Страница:
«Кукольный дом» давали в цирке, на арене, разделенной пополам, чтобы оборудовать сцену. Как только я вошла, Ибсен предложил мне руку и проводил в центральную ложу. С удивлением я увидела на сцене под яркими лучами прожекторов даму, размахивающую огромным трехцветным флагом и напевающую «Марсельезу»! Я, разумеется, не поняла ни слова в пьесе, но меня восхитили мизансцены, к тому же я имела случай познакомиться с очаровательным Григом[77]. На мое счастье, он говорил по-французски и пригласил нас на репетицию «Пер Гюнта», чудесно исполненного. Я до сих пор с умилением вспоминаю о слезах, пролитых над смертью Озе[78]. Так как я очень хорошо знала партитуру, Григ попросил меня сыграть вместе с ним. Я была взволнована и растрогана его простотой и приветливостью.

****

Задание
Определите, соответствуют ли утверждения 1–3 фрагменту текста выше: 1. «Кукольный дом» ставили в театральном здании. 2. Григ говорил по-французски. 3. Приглашение касалось репетиции «Пер Гюнта». Для каждого утверждения ответьте «да» или «нет» и приведите решающие слова из фрагмента текста дословно.

Размеченные данные для локализации объектов на фотографиях
****

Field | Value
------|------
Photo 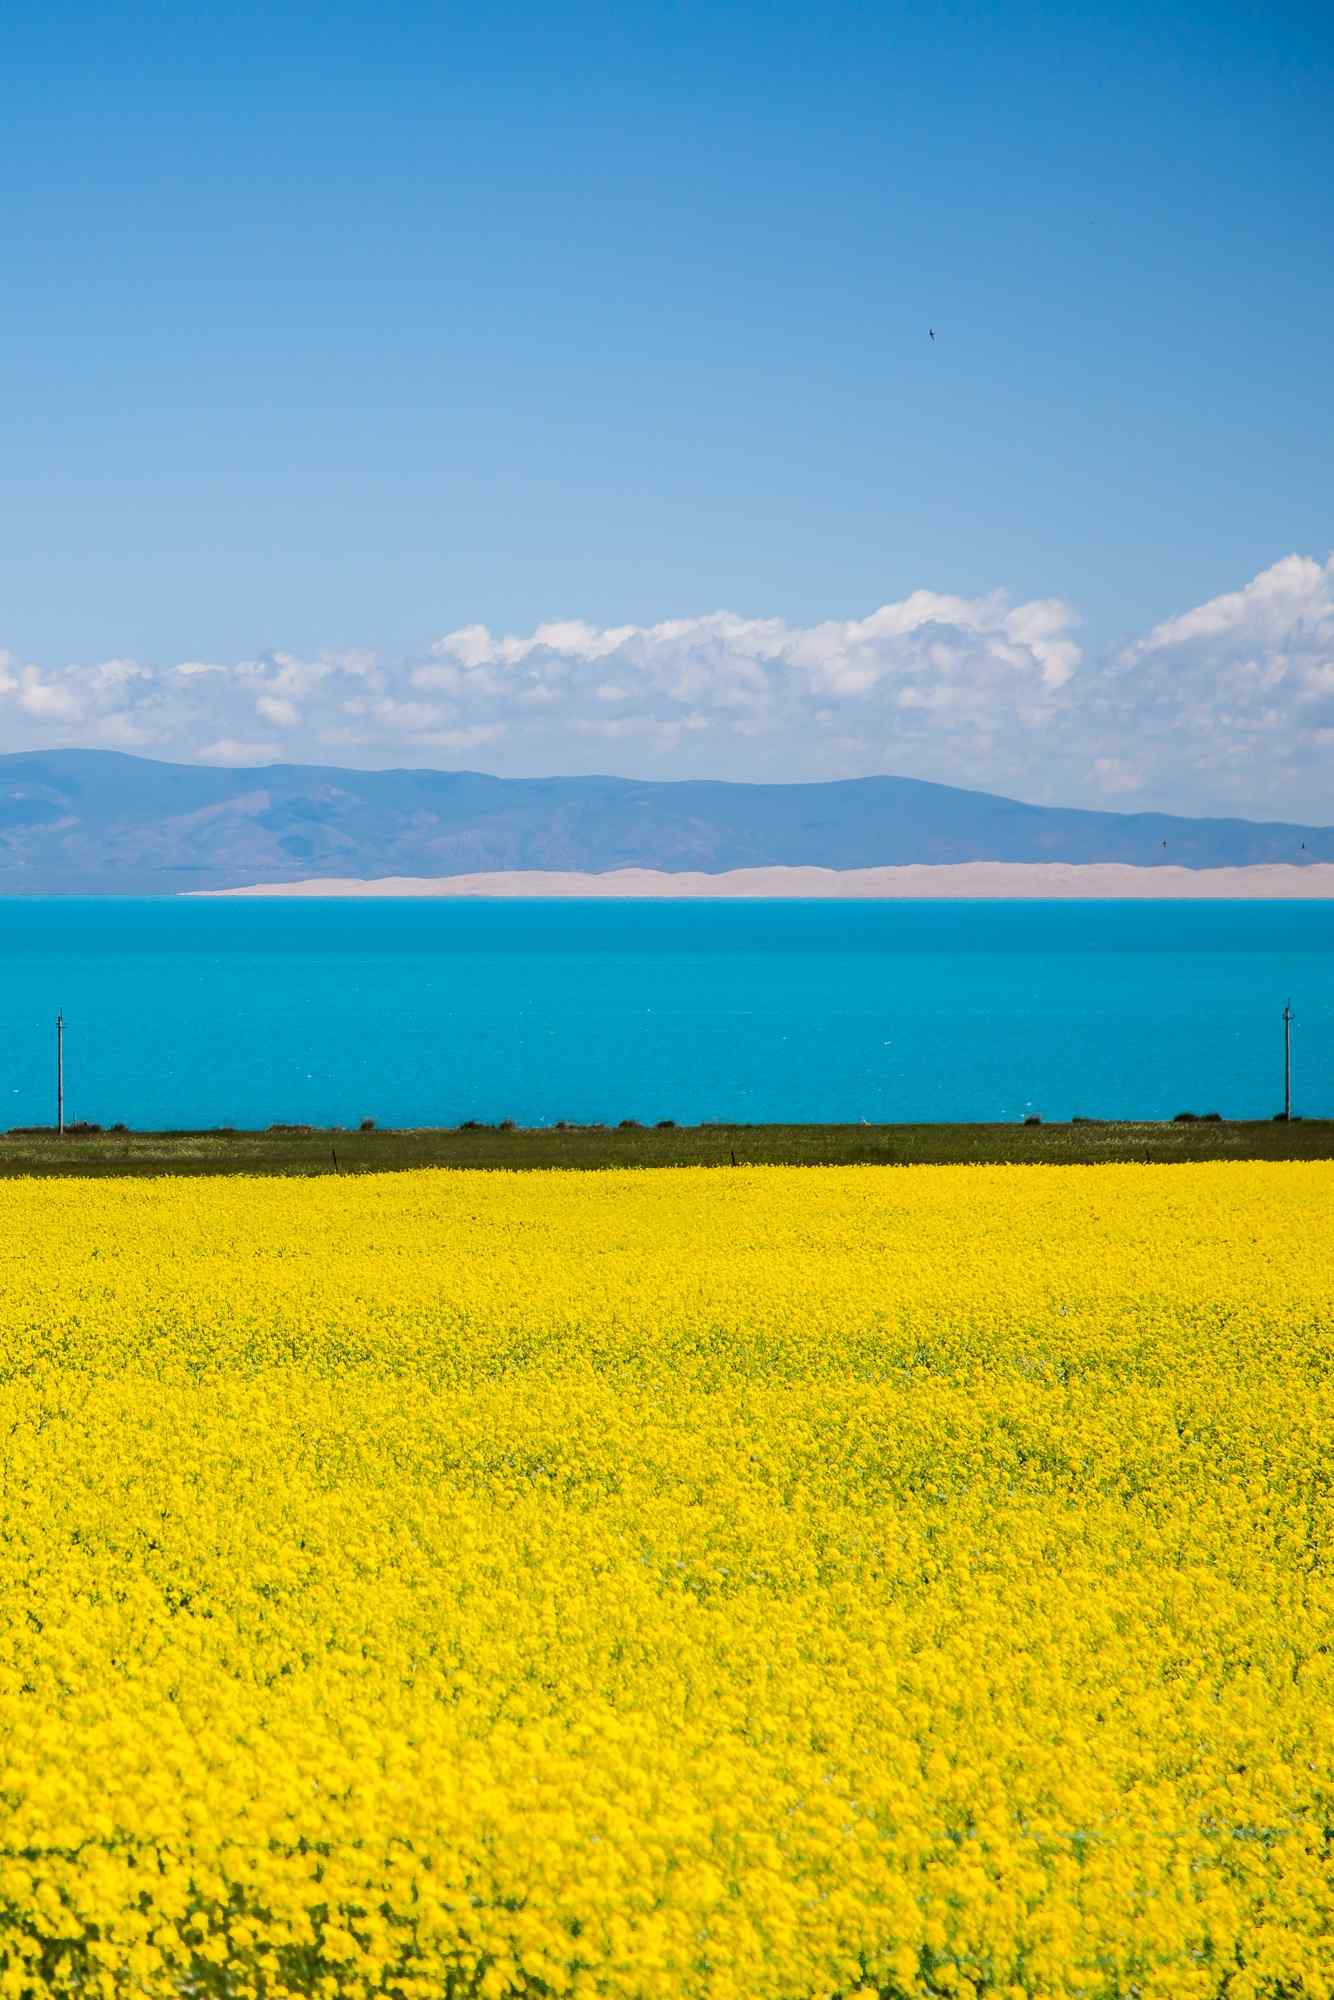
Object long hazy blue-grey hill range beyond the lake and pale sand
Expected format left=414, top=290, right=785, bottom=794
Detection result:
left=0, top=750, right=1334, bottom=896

****

Ответ к заданию
1. Нет: «„Кукольный дом“ давали в цирке, на арене, разделенной пополам, чтобы оборудовать сцену».
2. Да: «На мое счастье, он говорил по-французски».
3. Да: «пригласил нас на репетицию „Пер Гюнта“, чудесно исполненного».